Start of THE DATA
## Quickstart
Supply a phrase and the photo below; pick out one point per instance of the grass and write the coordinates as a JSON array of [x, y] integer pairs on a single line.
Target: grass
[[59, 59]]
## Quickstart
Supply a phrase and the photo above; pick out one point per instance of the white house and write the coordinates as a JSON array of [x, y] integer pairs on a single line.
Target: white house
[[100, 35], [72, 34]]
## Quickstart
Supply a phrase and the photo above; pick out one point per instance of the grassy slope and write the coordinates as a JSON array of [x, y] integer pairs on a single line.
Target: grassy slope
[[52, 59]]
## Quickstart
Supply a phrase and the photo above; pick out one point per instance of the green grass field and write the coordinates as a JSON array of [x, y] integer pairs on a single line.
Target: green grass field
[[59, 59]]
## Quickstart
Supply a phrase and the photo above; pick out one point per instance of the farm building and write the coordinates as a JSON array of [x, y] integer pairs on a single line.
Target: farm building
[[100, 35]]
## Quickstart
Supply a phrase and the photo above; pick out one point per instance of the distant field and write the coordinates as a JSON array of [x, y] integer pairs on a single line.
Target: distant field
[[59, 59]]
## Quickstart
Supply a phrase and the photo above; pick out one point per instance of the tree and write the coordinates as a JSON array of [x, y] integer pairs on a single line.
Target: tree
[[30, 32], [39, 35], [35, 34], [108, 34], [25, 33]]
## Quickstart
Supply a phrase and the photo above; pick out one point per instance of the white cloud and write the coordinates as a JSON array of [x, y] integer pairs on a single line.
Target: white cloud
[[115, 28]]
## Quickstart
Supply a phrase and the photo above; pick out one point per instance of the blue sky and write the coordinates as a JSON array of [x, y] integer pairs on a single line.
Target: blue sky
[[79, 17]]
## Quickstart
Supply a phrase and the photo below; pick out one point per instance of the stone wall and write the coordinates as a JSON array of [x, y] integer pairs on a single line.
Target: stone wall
End of THE DATA
Please repeat each line from the one with "of the stone" through the last line of the data above, and add nothing.

## [PROBLEM SOLUTION]
Supply a phrase and the photo below; pick out one point per instance of the stone wall and write the coordinates as a JSON array of [x, y] integer pairs on a single line.
Target: stone wall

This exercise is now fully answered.